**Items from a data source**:
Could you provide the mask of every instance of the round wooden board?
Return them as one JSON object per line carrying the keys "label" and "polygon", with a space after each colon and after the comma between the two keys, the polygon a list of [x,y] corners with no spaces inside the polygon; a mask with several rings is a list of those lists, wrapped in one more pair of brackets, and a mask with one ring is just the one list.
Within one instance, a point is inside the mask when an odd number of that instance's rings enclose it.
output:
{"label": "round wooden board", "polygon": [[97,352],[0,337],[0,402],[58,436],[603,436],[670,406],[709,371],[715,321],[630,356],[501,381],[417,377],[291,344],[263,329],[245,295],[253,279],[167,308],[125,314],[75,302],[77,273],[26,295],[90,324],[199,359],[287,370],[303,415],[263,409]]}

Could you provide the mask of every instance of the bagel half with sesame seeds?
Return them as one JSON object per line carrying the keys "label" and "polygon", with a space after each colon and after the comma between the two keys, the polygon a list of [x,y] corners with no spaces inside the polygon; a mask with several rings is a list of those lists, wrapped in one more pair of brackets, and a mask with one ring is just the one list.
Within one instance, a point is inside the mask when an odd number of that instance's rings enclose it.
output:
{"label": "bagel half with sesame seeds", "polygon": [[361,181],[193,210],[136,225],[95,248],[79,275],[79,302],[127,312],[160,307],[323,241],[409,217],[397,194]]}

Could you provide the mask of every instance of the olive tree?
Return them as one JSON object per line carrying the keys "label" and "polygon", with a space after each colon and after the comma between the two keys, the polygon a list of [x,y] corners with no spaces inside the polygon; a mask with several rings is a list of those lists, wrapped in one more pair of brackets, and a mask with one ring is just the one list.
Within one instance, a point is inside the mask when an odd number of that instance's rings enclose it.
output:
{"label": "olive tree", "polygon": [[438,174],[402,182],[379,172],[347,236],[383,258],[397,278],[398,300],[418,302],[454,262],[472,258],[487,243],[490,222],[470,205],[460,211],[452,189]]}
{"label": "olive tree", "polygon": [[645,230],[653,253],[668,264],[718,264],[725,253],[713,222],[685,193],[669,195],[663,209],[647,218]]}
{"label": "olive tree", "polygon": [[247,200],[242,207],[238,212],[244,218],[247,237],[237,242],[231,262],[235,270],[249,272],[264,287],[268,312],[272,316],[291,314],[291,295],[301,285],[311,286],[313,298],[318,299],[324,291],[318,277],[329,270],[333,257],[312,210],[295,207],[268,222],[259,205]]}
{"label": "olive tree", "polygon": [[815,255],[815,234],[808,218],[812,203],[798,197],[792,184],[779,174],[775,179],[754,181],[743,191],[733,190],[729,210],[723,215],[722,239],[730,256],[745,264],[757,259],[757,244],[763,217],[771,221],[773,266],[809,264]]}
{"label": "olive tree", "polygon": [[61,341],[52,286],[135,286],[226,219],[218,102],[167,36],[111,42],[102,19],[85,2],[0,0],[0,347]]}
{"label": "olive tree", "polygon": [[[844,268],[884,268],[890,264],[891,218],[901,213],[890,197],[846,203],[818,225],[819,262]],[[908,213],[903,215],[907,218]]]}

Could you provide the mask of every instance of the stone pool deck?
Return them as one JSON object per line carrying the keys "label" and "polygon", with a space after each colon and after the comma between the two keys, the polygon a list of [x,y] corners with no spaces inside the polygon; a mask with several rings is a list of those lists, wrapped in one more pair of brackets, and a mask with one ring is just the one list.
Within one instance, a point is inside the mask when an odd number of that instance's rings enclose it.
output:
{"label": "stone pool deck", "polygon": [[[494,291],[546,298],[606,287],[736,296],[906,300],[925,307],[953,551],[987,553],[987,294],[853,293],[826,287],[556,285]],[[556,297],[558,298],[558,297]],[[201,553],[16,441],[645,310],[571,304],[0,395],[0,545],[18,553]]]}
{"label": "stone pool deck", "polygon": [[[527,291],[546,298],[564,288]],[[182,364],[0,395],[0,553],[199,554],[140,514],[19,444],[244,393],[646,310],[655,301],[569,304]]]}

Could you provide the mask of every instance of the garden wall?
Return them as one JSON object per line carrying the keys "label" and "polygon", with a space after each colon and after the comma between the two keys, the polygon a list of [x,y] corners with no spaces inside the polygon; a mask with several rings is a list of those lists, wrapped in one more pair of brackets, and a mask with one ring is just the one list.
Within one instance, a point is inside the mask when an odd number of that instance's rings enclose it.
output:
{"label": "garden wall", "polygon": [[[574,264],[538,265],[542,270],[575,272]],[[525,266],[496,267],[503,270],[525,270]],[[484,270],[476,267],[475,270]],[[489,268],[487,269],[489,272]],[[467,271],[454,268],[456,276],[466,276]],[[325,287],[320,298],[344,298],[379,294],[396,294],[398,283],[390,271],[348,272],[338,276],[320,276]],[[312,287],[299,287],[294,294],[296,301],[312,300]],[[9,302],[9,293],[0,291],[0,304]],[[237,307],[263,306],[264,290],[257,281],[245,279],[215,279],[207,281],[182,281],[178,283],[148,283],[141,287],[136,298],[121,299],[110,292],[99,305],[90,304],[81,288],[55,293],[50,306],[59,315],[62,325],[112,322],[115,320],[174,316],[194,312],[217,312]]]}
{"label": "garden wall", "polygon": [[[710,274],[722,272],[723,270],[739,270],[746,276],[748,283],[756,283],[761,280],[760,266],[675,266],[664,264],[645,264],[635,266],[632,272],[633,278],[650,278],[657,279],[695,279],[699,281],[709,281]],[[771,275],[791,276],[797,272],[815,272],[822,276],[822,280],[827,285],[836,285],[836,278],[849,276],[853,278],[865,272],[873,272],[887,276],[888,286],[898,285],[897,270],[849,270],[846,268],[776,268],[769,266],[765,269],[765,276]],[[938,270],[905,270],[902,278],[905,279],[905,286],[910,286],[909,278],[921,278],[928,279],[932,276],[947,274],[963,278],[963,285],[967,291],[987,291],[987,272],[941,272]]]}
* * *
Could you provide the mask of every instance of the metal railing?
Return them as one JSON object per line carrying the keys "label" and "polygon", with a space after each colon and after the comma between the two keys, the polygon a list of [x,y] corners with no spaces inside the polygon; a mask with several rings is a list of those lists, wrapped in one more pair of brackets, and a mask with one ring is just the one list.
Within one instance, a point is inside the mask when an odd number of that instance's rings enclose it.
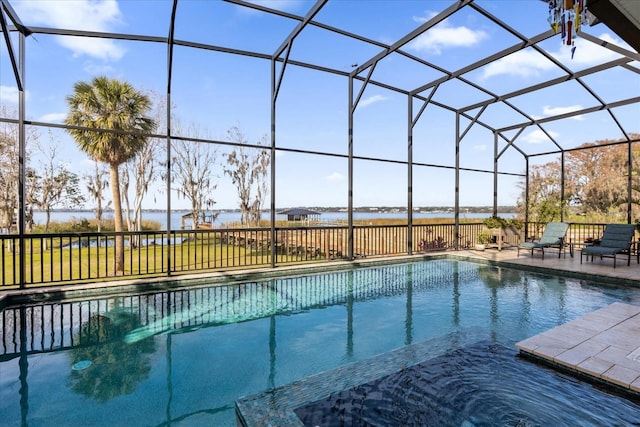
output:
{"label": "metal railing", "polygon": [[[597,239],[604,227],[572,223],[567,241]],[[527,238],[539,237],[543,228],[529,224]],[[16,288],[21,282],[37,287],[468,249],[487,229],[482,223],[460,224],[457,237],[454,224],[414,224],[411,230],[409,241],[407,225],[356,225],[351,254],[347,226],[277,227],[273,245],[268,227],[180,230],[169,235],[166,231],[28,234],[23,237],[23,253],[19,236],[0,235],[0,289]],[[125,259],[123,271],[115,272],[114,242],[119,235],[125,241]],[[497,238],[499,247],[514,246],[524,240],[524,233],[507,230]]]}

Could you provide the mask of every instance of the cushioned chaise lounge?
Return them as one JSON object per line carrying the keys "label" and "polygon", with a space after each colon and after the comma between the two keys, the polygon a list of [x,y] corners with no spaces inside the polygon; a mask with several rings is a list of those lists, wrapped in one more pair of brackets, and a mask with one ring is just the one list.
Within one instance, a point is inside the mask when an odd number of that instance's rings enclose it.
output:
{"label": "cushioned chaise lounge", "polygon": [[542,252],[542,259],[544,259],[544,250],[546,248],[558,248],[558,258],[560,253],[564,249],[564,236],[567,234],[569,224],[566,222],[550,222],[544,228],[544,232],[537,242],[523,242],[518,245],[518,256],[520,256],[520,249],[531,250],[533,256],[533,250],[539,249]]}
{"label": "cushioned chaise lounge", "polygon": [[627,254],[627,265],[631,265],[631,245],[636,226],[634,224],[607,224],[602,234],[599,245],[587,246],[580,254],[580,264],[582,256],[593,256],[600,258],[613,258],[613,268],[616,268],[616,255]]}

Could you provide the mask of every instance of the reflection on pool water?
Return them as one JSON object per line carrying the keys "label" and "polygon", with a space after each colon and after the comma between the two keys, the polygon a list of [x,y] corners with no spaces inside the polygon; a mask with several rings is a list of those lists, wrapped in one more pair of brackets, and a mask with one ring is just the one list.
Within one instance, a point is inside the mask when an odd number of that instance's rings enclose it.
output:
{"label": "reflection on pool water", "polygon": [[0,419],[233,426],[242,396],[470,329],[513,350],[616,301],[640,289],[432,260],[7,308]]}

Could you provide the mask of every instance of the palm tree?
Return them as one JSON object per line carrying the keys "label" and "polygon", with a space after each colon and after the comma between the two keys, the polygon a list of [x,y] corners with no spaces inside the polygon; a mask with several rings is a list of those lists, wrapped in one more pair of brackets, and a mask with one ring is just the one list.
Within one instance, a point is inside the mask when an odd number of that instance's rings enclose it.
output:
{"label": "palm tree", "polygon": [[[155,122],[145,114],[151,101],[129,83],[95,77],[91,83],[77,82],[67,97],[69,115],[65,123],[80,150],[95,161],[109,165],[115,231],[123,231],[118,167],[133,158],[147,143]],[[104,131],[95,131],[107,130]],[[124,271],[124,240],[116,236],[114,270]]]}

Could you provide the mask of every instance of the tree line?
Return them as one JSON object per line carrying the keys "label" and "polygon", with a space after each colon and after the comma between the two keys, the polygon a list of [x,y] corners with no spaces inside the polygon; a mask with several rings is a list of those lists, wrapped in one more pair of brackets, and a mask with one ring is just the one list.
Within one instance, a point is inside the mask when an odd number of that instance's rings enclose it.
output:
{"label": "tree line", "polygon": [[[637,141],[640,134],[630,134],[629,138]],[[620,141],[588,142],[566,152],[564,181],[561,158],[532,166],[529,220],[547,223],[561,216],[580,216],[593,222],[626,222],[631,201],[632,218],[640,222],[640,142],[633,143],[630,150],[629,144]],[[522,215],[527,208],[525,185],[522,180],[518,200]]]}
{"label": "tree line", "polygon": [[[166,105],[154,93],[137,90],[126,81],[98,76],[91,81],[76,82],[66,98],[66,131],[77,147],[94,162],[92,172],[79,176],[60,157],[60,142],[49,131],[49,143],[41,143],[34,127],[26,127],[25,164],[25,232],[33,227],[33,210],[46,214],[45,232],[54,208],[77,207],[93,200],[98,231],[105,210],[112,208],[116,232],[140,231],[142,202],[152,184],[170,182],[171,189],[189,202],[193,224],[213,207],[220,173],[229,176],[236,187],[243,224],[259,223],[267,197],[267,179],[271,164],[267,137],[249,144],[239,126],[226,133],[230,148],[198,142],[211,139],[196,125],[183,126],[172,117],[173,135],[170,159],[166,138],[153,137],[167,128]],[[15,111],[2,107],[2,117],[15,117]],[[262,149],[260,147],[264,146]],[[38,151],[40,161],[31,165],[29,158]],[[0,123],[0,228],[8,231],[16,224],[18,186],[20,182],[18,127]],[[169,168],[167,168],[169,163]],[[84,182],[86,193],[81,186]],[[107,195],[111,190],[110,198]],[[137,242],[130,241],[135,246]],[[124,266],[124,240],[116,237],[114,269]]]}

**EXERCISE**: Collect each line of the records above that contains the string "every". Letter case must match.

**RESPONSE TO THE TASK**:
Could you provide the mask of every instance of the round wooden board?
Could you provide the mask of every instance of the bagel half with sesame seeds?
Could you provide the mask of every instance of the olive tree?
Could you provide the mask of every instance of the stone pool deck?
Could you provide the mask of every instance of the garden wall?
Could you provide the mask of every instance of the metal railing?
Could you provide the mask of every instance of the cushioned chaise lounge?
Could you provide the mask of every instance of the reflection on pool water?
Could you provide the mask of every instance of the palm tree?
Could you provide the mask of every instance of the tree line?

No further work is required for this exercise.